- Text shown:
= = = =

163 S.E. 806 | N.C. | 1932
The defendant in this action was tried on an indictment for murder. He was convicted of murder in the first degree.
From judgment that he be punished with death by means of electrocution, as prescribed by statute, the defendant appealed to the Supreme Court. The defendant's contention, presented by his first assignment of error on his appeal to this Court, that the indictment in this action is not valid, cannot be sustained. This assignment of error is based on defendant's exception to the refusal of the trial judge to allow his motion to quash the indictment. The grounds for this motion were (1) that when returned into court by the grand jury, as provided by statute (C. S., 4611), the bill of indictment was not endorsed by the *682 foreman of the grand jury or otherwise as "a true bill"; and (2) that the names of the witness for the State who were sworn and examined before the grand jury were not marked thereon by its foreman, as provided by statute (C. S., 2336).
The judge found from his investigation, as appears in the record, that certain persons whose names are endorsed on the bill of indictment as witnesses for the State, were sworn and examined before the grand jury, and that the grand jury, after hearing and considering the testimony of these persons as evidence for the State, came into court, in a body, accompanied by its foreman, and returned the bill as "a true bill." This investigation was made by the judge in open court and in the presence of the grand jury. The judge thereupon permitted the foreman of the grand jury, in open court, and in the presence of the grand jury, to mark the names of the persons who had been sworn and examined before the grand jury as directed by the statute, and also permitted the foreman of the grand jury to endorse the bill of indictment, by signing his name thereon, showing by said endorsement that the grand jury had found the bill "a true bill." The indictment, with the endorsements thereon, when entered on the records of the court, was regular in all respects, and was in full compliance with statutory requirements, and with the practice in the courts of this State. Defendant's motion to quash the indictment was denied, and defendant excepted.

= = = =

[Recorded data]

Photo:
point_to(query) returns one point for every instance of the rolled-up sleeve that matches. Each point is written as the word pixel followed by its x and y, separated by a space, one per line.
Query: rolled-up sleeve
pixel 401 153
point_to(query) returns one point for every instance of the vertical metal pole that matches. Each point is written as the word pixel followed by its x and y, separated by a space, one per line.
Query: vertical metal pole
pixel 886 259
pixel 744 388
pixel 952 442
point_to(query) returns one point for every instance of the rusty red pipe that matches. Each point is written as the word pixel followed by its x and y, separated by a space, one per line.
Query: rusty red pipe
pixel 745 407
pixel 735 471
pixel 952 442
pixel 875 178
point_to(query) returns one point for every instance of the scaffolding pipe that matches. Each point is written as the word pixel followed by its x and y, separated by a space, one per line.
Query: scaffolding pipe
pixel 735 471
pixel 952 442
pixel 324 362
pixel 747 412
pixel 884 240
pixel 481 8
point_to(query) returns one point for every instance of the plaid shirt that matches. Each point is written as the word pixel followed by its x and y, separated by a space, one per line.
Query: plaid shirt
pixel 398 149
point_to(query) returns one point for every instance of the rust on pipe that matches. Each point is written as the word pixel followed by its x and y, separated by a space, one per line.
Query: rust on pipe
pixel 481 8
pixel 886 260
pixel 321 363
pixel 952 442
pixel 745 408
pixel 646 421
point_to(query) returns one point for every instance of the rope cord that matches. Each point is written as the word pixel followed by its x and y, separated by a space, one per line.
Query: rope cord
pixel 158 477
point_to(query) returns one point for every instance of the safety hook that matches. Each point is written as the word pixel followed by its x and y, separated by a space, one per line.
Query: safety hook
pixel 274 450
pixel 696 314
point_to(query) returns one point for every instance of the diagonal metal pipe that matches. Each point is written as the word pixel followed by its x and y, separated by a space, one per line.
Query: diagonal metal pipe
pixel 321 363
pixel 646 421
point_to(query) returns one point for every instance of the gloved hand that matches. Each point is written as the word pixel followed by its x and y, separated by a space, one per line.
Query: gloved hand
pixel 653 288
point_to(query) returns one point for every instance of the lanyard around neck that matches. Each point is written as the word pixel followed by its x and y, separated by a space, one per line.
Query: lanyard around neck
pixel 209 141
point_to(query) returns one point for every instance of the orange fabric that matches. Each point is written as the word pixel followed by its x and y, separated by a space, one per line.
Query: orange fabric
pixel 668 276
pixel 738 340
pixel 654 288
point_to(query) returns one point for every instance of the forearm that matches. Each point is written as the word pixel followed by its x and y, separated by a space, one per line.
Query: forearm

= = = =

- Written tasks:
(a) Answer these questions using the court opinion:
(i) Of what degree of murder was the defendant convicted?
(ii) By what means was the death sentence to be carried out?
(iii) Whom did the judge permit to mark the witnesses' names and endorse the bill of indictment?
(b) Write the next part of the court opinion, starting after its final sentence.

- Answers to the exercise:
(a)
(i) Murder in the first degree.
(ii) Electrocution.
(iii) The foreman of the grand jury.

(b)
The foreman of the grand jury is authorized by statute in this State to administer oaths and affirmations to persons whose names are endorsed on a bill of indictment as witnesses for the State. He is required to mark on the bill the names of such persons as are sworn by him, and examined before the grand jury. C. S., 2336. In S. v. Hollingsworth,
There is no statute in this State requiring that a bill of indictment, which has been duly considered and returned into court by a grand jury shall be endorsed by the foreman or otherwise, as "a true bill," or as "not a true bill." It is provided by statute (C. S., 4611), that grand juries shall return all bills of indictment in open court through their acting foreman, except in capital felonies, when it shall be necessary for *683
the entire grand jury, or a majority of them, to return their bills of indictment in open court in a body. No endorsement by the foreman or otherwise is essential to the validity of an indictment, which has been duly returned into court by the grand jury, and entered upon its records. The validity of the indictment is determined by the records of the court, and not by the endorsements, or the absence of endorsements on the bill. S.v. Shemwell,
When a bill of indictment has been duly returned into open court, by the foreman of the grand jury, or in capital felonies, by the entire grand jury, or a majority of them, and by an inadvertence, the foreman of the grand jury has failed to mark the names of persons endorsed thereon as witnesses for the State, who have been sworn and examined before the grand jury, as directed by the statute, or has failed to endorse thereon the action of the grand jury with respect to whether the bill was found by the grand jury "a true bill," or "not a true bill," the judge may in the exercise of his discretion, permit the foreman to mark the names of the witnesses who have been sworn and examined before the grand jury, or to endorse the bill as directed by the grand jury, provided that where the bill charges a capital felony, the names should be marked, and the endorsement made in open court, and in the presence of the entire grand jury or a majority of them. In such case, the indictment is valid, and it is not error for the judge to refuse to allow a motion to quash the indictment, or in arrest of judgment, after a verdict, on these grounds.
The defendant's assignment of error based on his exception to the refusal of the judge to allow his peremptory challenge of the juror, N. A. Currie, must be sustained. By such refusal the defendant was deprived of a substantial legal right, and for this reason the defendant is entitled to a new trial.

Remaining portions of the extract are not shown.